- **TEXTE FOURNI**
Page:Revue des Deux Mondes - 1916 - tome 33.djvu/413

Le texte de cette page a été corrigé et est conforme au fac-similé.

intervient en faveur des malheureux, prévient les désordres, réconcilie les ennemis, juge les contestations, aide au placement des jeunes gens, sert d’intermédiaire entre nos colons et les ouvriers indigènes. De jour et de nuit, quand il est appelé pour un accident, une maladie, à travers le « bled » dangereux, parfois au risque de sa vie à la traversée des oueds débordés, le moine blanc saute sur sa mule, emporte sa pharmacie de voyage et va sauver de pauvres bédouins.

Le Père C... s’annonce d’une voix retentissante à l’entrée du patio sur lequel quatre portes ouvertes correspondent aux quatre appartemens des proches parentes du caïd. Aussitôt des cris aigus répondent :

— Soyez les bienvenus ! Allah bénisse ce jour qui nous envoie des hôtes !

- **ENREGISTREMENTS LISTÉS**
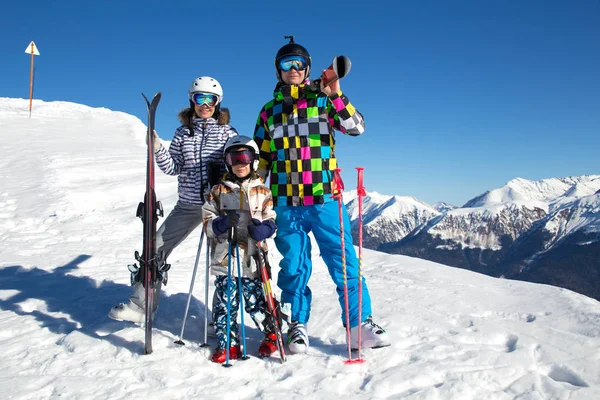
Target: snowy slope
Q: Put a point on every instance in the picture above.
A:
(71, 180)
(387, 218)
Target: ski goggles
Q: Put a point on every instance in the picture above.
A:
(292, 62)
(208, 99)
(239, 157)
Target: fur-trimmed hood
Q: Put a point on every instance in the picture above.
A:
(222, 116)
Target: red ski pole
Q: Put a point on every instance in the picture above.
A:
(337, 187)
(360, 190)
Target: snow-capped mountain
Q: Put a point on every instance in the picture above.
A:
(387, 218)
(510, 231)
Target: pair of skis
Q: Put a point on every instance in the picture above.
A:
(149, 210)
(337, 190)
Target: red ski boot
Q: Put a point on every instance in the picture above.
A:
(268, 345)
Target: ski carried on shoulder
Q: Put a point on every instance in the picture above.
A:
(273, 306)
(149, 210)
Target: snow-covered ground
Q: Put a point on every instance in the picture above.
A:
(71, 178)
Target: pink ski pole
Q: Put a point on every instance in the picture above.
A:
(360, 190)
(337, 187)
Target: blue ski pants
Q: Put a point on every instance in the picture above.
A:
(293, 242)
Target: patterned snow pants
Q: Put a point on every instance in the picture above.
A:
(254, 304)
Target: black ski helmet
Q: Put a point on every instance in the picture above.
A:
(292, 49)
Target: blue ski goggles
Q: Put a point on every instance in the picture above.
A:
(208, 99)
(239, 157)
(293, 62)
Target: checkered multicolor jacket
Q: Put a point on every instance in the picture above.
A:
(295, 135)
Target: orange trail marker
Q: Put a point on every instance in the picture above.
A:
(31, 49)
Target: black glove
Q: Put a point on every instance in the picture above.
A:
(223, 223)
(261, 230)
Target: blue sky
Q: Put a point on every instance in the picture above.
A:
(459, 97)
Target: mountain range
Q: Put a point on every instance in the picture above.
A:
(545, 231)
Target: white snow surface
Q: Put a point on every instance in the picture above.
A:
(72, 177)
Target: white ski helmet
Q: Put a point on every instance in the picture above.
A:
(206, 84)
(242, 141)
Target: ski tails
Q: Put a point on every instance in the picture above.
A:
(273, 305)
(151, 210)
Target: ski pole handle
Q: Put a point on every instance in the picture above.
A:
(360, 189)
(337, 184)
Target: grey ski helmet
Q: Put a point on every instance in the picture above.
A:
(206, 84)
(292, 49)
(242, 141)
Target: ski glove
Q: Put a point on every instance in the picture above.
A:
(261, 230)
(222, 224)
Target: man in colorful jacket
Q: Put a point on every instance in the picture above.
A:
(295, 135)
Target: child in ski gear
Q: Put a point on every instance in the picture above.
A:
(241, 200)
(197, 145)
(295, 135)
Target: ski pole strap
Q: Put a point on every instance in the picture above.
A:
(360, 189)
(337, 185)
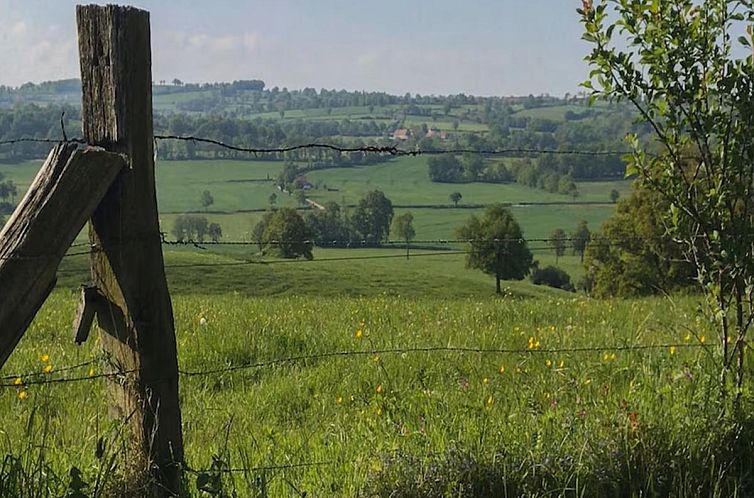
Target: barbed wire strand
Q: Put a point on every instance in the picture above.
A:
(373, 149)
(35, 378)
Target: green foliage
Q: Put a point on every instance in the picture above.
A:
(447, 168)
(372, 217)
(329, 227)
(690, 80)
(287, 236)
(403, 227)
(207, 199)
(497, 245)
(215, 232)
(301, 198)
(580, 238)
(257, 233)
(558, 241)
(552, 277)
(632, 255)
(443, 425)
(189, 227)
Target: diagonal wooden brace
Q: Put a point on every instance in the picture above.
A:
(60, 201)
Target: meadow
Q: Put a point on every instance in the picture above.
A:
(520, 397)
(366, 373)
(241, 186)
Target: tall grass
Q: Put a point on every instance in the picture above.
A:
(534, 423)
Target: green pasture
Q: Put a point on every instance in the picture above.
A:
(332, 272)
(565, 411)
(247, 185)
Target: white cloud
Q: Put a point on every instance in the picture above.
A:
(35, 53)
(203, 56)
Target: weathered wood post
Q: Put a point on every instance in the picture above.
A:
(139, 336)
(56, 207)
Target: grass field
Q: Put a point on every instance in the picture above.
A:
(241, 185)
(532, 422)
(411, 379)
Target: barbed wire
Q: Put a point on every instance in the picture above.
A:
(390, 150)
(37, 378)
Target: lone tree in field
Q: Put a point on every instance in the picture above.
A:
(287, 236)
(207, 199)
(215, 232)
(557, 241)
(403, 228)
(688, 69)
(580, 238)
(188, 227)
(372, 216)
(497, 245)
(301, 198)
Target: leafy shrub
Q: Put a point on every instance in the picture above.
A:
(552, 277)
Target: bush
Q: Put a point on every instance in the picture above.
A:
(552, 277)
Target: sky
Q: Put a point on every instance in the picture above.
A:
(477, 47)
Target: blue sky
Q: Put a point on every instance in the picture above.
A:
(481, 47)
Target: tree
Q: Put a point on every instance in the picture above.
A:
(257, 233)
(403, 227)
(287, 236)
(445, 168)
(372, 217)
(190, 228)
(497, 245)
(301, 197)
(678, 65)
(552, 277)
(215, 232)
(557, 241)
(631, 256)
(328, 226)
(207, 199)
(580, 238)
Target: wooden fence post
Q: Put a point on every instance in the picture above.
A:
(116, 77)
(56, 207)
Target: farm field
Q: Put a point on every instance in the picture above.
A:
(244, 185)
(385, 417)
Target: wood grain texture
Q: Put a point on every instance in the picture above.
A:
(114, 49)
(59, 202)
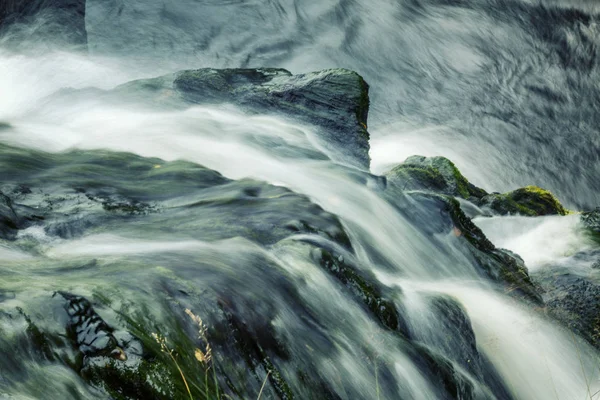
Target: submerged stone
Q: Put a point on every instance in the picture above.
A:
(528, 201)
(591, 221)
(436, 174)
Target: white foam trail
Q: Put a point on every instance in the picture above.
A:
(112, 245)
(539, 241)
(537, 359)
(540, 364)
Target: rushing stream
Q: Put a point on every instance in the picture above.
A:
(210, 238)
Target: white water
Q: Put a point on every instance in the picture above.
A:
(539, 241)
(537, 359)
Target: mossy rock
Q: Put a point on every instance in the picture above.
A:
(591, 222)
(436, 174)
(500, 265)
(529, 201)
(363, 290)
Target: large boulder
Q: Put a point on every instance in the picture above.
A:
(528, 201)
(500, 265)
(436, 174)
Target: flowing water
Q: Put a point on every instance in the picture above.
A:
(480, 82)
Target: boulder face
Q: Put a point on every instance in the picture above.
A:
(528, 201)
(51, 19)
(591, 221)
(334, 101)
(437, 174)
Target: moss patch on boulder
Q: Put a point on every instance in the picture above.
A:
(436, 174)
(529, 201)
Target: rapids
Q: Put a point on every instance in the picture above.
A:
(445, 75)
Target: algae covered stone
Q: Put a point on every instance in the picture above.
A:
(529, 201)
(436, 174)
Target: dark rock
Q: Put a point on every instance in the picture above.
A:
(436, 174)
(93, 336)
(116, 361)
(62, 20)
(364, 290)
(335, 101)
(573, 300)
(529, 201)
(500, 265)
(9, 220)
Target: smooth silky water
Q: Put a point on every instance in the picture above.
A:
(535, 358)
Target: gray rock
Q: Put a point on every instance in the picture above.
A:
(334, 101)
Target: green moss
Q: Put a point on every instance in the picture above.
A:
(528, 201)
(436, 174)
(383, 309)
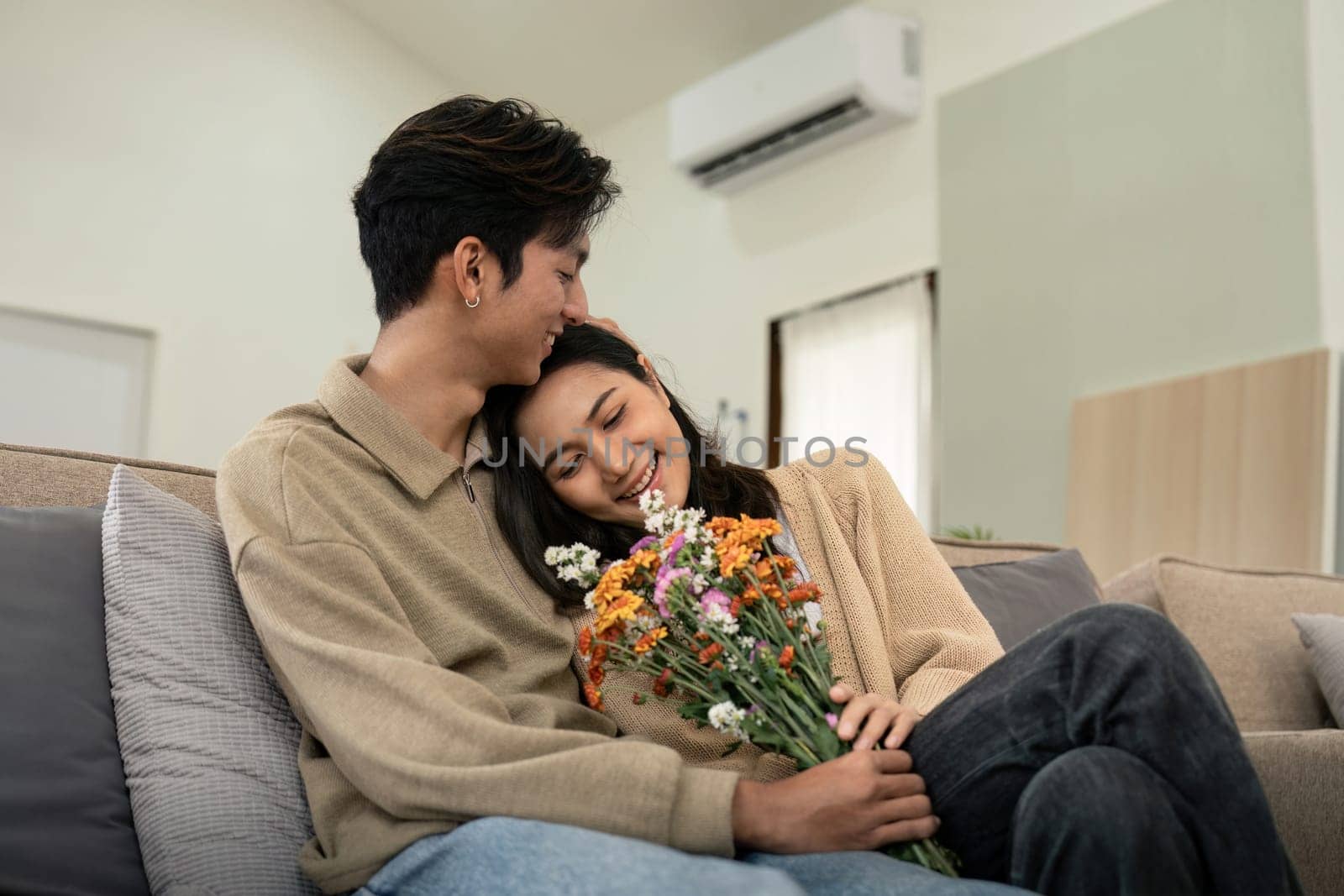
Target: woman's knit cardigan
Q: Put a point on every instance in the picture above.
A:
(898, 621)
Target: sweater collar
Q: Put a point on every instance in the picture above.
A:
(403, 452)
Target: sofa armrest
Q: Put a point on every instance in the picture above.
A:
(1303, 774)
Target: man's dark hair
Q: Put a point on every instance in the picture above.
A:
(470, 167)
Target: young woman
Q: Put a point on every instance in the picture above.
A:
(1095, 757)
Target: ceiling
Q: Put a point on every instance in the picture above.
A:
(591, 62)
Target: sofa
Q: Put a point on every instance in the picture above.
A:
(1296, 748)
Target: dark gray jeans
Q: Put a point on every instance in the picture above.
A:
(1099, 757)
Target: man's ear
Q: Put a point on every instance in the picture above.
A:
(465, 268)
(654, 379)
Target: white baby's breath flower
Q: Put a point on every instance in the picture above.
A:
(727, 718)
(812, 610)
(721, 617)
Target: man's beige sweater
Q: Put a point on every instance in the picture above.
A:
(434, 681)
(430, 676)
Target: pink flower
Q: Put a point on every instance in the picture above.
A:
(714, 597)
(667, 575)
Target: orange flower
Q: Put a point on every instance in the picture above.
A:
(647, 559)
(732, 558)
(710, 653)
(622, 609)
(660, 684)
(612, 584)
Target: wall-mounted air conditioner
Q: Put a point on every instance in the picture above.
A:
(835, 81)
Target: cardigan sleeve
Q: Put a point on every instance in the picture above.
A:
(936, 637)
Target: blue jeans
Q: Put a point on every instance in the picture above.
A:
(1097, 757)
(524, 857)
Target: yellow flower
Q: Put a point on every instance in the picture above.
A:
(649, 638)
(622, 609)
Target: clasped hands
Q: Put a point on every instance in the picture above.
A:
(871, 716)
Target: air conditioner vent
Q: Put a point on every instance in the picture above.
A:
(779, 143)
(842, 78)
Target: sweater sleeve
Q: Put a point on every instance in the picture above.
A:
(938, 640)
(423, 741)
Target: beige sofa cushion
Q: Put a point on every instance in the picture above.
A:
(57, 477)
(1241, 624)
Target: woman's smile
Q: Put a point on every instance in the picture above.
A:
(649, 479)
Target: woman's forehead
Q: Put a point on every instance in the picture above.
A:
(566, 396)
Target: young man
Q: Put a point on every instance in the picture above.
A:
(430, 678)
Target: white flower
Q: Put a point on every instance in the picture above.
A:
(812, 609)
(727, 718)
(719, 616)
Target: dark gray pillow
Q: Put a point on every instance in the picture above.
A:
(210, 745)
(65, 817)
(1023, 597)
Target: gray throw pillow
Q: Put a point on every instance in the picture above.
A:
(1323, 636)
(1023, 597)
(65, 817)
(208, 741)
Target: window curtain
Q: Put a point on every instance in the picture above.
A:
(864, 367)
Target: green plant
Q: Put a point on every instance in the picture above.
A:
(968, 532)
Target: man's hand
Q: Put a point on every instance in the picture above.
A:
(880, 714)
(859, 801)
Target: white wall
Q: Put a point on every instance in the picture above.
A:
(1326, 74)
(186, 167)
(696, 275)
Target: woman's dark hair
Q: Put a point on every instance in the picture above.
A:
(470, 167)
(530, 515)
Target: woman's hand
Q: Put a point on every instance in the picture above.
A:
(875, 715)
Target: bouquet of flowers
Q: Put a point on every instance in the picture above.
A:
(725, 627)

- **CONSIGNE 1**
Réécrivez tout le passage du texte fourni allant de « Page:Revue des Deux » jusqu'à « de pauvres bédouins. », en remplaçant « mule » par « jument ».
- **CONSIGNE 2**
D'après le texte fourni, combien de portes ouvertes donnent sur le patio où le Père C... s'annonce ?

- **RÉPONSE RÉDIGÉE 1**
Page:Revue des Deux Mondes - 1916 - tome 33.djvu/413

Le texte de cette page a été corrigé et est conforme au fac-similé.

intervient en faveur des malheureux, prévient les désordres, réconcilie les ennemis, juge les contestations, aide au placement des jeunes gens, sert d’intermédiaire entre nos colons et les ouvriers indigènes. De jour et de nuit, quand il est appelé pour un accident, une maladie, à travers le « bled » dangereux, parfois au risque de sa vie à la traversée des oueds débordés, le moine blanc saute sur sa jument, emporte sa pharmacie de voyage et va sauver de pauvres bédouins.

- **RÉPONSE RÉDIGÉE 2**
Quatre portes.